* **Text block**
According to the hypothesized model, a person in sustained recovery (long-term abstinence) would have a more well-developed self-concept—one that consists of newly developed positive self-schemas and a recoveryrelated
self-schema. The recovery self-schema is conceptualized
as central to the recovery process as it would serve to motivate schema-consistent (recovery) behaviors.
During the process of recovery, new positive self-schemas are likely to form as a result of new relationships, activities, and involvements. The development of new positive self-schemas would diminish the proportion of negative self-schemas and the overall level of interrelatedness among the self-schemas.
TESTING THE THEORETICAL MODEL
… findings provide empirical evidence that (a) young adults with early-onset alcohol dependence have impaired self-concepts that are characterized by many negative self-schemas, a tendency toward few positive self-schemas, and an elaborated self-schema related to alcohol; and (b) young adults in recovery have healthier self-concepts characterized by few negative self-schemas, a tendency toward many positive self-schemas, and an elaborated recovery related self-schema.
If further longitudinal research studies demonstrate that the self-concept configuration that we found in persons with early-onset alcohol dependence contributes to the development of the disorder,
then prevention strategies aimed at children and adolescents
could be beneficial, particularly for those children who are at risk for alcohol problems based on the presence of other risk factors (e.g., familial alcohol problems, conduct problems). More specifically, interventions designed to build a healthy self-concept (by
fostering the development of a diverse collection of positive self-schemas, thereby decreasing the relative proportion of negative self-schemas) may serve as a protective factor that buffers the effects of the more distal risk factors.
At the other end of the spectrum, the data from our study suggest that interventions may also profitably focus on fostering the development of a recovery self schema in persons with alcohol dependence.
…the nature of any recovery related intervention would depend on how ready the person is to change. For a person who does not yet recognize that alcohol is a problem, the goal would not be
to foster the development of a recovery schema but to help him or her identify that drinking is a problem.

* **Given information**
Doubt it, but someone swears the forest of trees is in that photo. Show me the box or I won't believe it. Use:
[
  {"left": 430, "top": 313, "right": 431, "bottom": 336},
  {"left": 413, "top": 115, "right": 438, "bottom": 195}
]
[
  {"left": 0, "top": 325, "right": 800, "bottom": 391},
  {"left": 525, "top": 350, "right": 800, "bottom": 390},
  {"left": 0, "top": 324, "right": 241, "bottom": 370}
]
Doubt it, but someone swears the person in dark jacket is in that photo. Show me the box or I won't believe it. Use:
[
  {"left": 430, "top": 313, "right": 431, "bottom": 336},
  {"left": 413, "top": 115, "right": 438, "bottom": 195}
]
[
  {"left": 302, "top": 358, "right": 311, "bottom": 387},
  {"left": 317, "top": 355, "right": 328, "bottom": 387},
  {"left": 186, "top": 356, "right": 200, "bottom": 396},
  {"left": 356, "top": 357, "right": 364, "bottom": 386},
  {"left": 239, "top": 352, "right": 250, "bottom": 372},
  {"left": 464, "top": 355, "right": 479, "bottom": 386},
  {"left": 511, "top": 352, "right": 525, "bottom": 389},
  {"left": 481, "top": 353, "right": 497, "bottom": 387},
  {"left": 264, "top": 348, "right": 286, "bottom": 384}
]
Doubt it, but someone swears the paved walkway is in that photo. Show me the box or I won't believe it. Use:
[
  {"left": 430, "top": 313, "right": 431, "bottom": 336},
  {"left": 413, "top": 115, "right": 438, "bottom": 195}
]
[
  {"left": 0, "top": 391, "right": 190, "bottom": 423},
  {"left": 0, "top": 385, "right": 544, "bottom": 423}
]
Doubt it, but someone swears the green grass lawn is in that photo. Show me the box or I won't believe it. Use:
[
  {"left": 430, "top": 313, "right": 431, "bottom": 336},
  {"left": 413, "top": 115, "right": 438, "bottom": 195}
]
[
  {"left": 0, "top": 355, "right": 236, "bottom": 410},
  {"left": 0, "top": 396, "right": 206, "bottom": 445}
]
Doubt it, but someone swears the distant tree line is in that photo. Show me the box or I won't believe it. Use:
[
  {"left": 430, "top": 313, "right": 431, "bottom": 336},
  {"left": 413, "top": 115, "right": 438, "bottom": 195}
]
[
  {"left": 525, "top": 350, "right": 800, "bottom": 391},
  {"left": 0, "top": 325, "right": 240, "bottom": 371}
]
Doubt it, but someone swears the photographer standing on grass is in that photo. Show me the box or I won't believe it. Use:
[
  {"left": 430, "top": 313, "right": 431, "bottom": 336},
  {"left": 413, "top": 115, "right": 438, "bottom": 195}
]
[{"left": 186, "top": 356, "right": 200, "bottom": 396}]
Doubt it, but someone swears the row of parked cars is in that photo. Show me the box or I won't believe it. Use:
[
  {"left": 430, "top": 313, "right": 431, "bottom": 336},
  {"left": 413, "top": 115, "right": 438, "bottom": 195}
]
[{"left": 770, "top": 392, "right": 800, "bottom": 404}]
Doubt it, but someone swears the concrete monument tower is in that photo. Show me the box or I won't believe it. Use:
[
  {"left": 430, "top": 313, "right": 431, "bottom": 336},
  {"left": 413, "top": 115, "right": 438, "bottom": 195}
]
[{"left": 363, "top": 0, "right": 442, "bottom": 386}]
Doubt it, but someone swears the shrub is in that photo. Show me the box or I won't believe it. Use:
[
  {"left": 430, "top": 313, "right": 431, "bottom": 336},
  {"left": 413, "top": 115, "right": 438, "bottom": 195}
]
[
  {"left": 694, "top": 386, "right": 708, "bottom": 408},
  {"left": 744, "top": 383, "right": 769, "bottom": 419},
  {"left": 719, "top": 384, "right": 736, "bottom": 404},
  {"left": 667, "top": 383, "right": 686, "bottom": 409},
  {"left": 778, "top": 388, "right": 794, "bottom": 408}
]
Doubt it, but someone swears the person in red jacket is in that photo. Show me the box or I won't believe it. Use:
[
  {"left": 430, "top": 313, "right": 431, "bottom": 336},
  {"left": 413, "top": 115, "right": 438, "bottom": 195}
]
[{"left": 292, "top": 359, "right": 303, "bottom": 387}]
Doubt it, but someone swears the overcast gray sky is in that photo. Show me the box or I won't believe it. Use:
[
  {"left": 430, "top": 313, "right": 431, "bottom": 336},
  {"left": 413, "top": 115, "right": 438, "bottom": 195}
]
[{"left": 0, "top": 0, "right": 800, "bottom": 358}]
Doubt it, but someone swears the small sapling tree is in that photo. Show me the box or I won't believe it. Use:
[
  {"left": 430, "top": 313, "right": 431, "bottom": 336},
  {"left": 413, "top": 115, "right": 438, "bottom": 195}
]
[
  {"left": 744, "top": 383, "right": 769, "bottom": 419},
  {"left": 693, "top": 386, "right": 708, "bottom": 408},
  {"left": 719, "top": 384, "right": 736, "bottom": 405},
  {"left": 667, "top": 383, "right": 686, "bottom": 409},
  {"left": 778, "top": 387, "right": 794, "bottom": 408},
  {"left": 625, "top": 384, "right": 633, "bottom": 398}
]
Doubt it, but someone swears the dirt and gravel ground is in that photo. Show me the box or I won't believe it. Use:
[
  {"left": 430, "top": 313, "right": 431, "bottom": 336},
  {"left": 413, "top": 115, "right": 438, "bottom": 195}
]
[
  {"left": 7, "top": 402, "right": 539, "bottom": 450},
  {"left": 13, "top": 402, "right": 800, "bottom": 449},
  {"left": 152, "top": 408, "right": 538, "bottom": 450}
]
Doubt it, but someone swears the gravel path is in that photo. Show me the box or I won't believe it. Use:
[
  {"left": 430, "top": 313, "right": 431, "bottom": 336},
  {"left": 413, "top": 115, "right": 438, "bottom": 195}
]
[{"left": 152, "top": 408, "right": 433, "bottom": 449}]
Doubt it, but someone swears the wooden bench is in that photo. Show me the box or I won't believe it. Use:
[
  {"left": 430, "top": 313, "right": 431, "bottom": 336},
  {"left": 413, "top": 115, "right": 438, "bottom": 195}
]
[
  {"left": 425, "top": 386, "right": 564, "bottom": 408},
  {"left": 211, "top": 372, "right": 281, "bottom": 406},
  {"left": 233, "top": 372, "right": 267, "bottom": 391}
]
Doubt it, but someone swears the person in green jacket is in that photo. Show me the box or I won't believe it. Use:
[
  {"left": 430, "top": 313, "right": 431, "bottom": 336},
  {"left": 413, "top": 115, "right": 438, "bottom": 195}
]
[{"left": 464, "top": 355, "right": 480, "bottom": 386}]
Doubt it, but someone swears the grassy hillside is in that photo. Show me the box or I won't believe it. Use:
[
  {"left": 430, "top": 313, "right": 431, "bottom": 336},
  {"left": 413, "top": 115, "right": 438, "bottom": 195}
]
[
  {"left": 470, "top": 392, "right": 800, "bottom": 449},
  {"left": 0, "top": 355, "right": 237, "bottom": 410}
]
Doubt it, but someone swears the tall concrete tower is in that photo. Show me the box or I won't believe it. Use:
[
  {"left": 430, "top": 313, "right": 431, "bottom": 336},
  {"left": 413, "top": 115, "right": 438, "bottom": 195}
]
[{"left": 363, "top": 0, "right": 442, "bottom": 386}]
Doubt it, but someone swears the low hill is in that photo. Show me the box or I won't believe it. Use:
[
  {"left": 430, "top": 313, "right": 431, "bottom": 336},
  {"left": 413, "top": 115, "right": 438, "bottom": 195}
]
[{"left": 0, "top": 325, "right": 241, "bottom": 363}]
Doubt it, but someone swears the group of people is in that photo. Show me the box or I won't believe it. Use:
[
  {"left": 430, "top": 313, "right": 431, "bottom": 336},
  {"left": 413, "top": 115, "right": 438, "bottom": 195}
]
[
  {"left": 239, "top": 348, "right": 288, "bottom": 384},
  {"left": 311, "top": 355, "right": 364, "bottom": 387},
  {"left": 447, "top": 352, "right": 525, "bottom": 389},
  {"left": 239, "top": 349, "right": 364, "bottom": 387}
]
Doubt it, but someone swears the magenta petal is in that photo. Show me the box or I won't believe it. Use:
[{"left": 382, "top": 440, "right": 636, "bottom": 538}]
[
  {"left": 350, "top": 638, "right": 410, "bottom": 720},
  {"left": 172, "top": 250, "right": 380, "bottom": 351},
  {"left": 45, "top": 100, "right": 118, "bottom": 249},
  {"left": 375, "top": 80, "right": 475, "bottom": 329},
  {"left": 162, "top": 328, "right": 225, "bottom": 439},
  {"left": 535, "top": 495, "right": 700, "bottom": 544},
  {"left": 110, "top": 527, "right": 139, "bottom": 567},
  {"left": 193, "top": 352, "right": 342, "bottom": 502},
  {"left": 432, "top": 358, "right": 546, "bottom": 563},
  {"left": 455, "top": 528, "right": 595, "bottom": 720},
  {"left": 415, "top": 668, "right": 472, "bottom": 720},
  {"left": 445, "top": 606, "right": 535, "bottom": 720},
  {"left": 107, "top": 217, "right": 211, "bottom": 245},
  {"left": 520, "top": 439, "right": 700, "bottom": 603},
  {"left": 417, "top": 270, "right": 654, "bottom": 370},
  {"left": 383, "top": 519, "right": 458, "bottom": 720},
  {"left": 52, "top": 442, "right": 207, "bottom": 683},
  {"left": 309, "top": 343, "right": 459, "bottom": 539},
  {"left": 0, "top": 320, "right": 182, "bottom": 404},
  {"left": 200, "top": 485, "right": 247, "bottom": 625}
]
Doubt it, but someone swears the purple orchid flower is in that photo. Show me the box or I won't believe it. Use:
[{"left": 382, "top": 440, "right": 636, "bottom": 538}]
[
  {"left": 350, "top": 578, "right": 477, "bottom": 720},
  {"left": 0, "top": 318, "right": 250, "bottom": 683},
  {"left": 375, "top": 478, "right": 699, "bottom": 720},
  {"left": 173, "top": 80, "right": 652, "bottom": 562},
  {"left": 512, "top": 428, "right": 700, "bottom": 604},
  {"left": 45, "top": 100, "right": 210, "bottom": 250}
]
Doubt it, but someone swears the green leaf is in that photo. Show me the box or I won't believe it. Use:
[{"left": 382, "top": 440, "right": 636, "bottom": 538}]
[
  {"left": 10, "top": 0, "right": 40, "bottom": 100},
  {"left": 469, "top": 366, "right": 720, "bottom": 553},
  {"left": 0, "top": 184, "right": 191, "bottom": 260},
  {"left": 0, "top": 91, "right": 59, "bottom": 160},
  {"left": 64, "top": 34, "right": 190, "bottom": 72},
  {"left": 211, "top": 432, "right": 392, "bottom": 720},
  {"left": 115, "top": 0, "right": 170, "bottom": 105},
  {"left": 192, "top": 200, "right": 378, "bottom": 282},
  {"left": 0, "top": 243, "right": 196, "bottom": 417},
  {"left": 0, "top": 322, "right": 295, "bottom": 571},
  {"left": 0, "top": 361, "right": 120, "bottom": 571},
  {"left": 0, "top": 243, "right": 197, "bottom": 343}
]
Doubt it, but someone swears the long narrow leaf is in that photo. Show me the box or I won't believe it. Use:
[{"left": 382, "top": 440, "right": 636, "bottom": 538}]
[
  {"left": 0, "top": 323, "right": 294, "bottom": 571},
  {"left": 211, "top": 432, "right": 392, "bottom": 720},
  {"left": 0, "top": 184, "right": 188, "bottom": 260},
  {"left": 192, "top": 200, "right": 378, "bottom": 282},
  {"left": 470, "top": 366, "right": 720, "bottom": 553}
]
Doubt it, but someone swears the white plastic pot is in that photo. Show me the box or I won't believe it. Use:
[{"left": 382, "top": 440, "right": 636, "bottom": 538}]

* **What this task involves**
Retype the passage on alcohol dependence and self-concept word for word, starting at "At the other" and ending at "is a problem.". Rely only on the passage on alcohol dependence and self-concept, not on the material.

* **Final answer**
At the other end of the spectrum, the data from our study suggest that interventions may also profitably focus on fostering the development of a recovery self schema in persons with alcohol dependence.
…the nature of any recovery related intervention would depend on how ready the person is to change. For a person who does not yet recognize that alcohol is a problem, the goal would not be
to foster the development of a recovery schema but to help him or her identify that drinking is a problem.